▶ [Exercise goal]: Give again, word for word, every line below from the one that has "Drop a point on each instance of the white wooden" through the one that has "Drop a point on each instance of the green bean.", both included, and no others.
━━━ Data provided ━━━
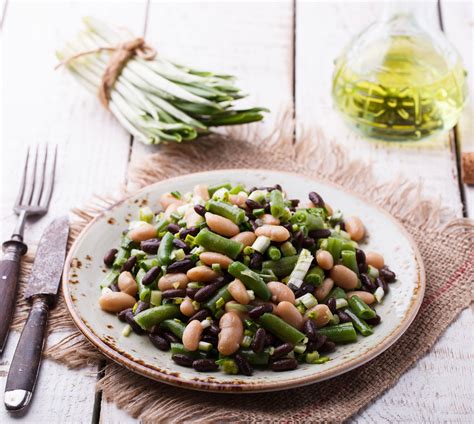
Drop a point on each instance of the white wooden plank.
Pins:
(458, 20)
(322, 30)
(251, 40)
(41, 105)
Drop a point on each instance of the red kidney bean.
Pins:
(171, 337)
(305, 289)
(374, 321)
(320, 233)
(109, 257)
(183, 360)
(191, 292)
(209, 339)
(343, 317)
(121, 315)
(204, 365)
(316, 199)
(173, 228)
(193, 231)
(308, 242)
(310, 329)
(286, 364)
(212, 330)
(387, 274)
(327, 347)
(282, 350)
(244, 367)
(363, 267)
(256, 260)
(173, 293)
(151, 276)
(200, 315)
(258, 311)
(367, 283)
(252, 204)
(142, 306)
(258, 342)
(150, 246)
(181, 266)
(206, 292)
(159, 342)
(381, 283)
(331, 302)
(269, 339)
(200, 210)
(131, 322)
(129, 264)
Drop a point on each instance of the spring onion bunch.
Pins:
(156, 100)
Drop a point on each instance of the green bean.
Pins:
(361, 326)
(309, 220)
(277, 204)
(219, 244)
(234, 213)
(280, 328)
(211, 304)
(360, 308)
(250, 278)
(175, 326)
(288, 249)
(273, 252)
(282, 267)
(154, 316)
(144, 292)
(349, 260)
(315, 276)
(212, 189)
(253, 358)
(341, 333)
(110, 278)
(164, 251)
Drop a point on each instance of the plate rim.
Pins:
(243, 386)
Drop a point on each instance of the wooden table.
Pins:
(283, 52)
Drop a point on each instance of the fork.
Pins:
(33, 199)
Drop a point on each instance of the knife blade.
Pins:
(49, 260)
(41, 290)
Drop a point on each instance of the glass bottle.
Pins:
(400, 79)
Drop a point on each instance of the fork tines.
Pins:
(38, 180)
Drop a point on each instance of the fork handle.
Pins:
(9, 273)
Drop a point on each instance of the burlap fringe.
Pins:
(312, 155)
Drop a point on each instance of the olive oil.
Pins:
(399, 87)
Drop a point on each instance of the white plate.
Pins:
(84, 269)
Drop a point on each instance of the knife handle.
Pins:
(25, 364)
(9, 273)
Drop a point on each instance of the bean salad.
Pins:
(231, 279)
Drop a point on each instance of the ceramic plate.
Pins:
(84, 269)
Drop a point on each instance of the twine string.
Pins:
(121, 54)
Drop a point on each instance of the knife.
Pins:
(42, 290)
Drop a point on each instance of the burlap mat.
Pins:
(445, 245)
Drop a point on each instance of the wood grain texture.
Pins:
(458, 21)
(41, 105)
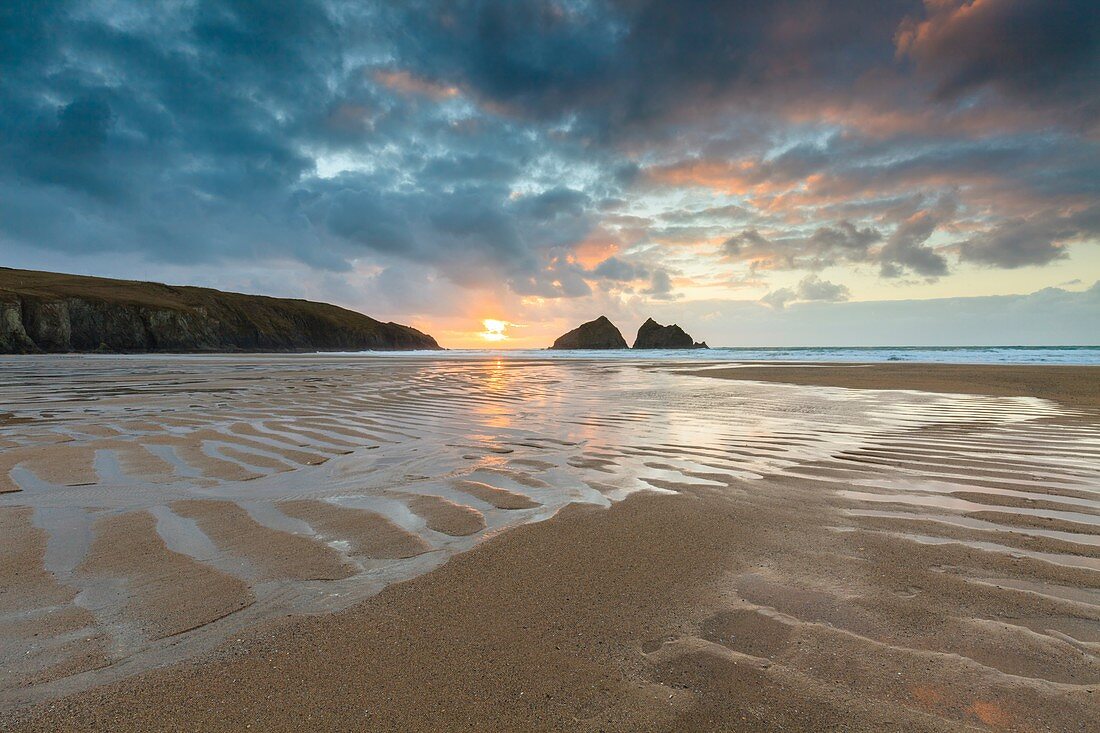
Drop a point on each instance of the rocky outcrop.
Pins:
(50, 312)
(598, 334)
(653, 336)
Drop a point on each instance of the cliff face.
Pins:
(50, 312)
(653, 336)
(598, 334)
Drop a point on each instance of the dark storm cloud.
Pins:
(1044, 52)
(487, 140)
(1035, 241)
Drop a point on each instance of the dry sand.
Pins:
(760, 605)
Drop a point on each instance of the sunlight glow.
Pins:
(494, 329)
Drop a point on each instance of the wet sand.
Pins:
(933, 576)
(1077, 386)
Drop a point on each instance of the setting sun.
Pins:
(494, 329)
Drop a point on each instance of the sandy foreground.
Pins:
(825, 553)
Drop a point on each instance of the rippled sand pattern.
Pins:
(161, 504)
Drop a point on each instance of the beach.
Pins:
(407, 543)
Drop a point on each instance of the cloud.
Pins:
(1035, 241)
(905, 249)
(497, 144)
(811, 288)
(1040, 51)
━━━
━━━ Data provided ━━━
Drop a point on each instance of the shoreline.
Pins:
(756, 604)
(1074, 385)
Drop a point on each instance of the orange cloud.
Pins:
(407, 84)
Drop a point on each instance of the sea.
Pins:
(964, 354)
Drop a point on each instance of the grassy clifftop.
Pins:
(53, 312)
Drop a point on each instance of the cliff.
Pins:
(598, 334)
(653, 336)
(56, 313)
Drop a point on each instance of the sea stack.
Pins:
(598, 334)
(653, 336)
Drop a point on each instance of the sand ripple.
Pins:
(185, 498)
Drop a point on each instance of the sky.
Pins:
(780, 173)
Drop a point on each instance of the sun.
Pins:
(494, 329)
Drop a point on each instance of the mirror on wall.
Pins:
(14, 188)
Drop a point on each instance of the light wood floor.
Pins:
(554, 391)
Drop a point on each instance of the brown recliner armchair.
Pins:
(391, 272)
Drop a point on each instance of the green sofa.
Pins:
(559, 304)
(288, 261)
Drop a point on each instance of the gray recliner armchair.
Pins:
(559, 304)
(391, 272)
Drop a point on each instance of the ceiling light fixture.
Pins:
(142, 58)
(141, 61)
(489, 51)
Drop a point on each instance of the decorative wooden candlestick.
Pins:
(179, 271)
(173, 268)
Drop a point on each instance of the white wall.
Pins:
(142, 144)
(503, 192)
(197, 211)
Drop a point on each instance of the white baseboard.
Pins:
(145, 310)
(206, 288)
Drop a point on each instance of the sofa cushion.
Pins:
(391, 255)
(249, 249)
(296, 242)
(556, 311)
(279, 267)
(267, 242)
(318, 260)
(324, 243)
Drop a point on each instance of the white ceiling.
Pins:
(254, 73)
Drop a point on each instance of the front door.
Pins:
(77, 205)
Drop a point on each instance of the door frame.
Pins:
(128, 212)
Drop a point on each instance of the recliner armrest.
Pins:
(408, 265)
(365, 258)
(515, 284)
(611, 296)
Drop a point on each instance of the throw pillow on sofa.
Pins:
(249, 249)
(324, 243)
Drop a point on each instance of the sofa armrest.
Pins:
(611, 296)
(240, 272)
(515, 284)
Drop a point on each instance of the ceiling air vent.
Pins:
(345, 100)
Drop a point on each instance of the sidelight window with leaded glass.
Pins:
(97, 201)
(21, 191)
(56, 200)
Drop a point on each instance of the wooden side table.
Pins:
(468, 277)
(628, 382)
━━━
▶ [Task output]:
Drop a point on each instance of the white wooden plank.
Pins:
(458, 20)
(322, 30)
(251, 40)
(41, 105)
Drop a point on each instance of the red kidney bean.
Pins:
(171, 337)
(305, 289)
(374, 321)
(320, 233)
(109, 257)
(183, 360)
(191, 292)
(209, 339)
(343, 317)
(121, 315)
(204, 365)
(316, 199)
(173, 228)
(193, 231)
(308, 242)
(310, 329)
(286, 364)
(212, 330)
(387, 274)
(327, 347)
(282, 350)
(244, 367)
(363, 267)
(256, 260)
(173, 293)
(151, 276)
(200, 315)
(258, 311)
(367, 283)
(252, 204)
(142, 306)
(258, 342)
(150, 246)
(181, 266)
(206, 292)
(159, 342)
(381, 283)
(331, 302)
(269, 339)
(200, 210)
(131, 322)
(129, 264)
Drop a point on each instance of the spring onion bunch.
Pins:
(156, 100)
Drop a point on each instance of the green bean.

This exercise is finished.